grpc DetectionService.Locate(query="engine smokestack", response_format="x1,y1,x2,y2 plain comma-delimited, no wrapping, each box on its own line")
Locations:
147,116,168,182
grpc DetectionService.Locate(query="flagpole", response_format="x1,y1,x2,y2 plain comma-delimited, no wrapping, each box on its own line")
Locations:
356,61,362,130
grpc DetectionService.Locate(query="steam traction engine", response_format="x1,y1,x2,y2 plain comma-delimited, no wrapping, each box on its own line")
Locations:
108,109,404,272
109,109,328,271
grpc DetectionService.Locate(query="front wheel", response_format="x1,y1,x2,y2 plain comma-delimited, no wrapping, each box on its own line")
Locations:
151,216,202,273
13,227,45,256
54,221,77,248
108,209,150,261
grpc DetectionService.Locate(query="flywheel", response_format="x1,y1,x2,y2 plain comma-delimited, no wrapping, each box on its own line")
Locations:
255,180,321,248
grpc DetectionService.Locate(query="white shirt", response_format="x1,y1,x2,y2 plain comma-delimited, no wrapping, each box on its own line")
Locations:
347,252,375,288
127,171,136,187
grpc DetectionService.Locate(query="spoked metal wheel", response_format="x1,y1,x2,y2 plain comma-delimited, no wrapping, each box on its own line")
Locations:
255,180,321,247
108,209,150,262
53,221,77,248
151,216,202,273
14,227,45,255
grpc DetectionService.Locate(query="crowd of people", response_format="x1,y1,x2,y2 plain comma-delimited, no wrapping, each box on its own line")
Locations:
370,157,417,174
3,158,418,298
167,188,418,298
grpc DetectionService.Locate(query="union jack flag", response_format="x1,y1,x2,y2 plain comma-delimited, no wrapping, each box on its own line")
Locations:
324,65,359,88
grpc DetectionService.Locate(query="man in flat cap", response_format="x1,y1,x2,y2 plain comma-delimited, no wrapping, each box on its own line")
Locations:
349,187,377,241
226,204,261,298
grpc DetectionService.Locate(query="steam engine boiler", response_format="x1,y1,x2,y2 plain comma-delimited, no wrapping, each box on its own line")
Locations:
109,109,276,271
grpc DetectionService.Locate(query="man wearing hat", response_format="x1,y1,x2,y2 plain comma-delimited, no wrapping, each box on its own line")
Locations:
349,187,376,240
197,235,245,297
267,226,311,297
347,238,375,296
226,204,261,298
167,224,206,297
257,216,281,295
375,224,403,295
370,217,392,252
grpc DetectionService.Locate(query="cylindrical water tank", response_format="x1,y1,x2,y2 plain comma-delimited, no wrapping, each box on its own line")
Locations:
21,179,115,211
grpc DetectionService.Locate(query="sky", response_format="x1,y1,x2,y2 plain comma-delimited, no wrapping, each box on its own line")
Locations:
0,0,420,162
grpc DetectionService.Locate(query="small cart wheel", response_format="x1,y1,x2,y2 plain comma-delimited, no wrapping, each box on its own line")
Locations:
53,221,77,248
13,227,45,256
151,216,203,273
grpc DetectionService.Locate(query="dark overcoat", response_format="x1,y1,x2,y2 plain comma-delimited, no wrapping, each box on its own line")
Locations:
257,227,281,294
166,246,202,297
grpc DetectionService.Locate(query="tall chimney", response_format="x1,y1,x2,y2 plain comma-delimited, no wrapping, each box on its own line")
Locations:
···
EXERCICE COURT
Recopiez le listing depuis son début jusqu'à la ligne contenant "356,61,362,130", celle-ci comprise, en conservant les requêtes telles quelles. Multipliez par 1,7 chaque coordonnée des cadres figurant dans les réponses, puis arrondissez à l'entier le plus proche, les demis étant arrondis vers le haut.

RÉSULTAT OBTENU
grpc DetectionService.Locate(query="engine smokestack", response_format="x1,y1,x2,y2 plain comma-delimited, no wrapping, each box on its own line")
Locations:
250,197,286,309
grpc DetectionService.Locate(query="flagpole", response_format="x1,y1,x2,y2 plain comma-delimited, no wrapping, each box on its own line")
Locations:
605,104,615,221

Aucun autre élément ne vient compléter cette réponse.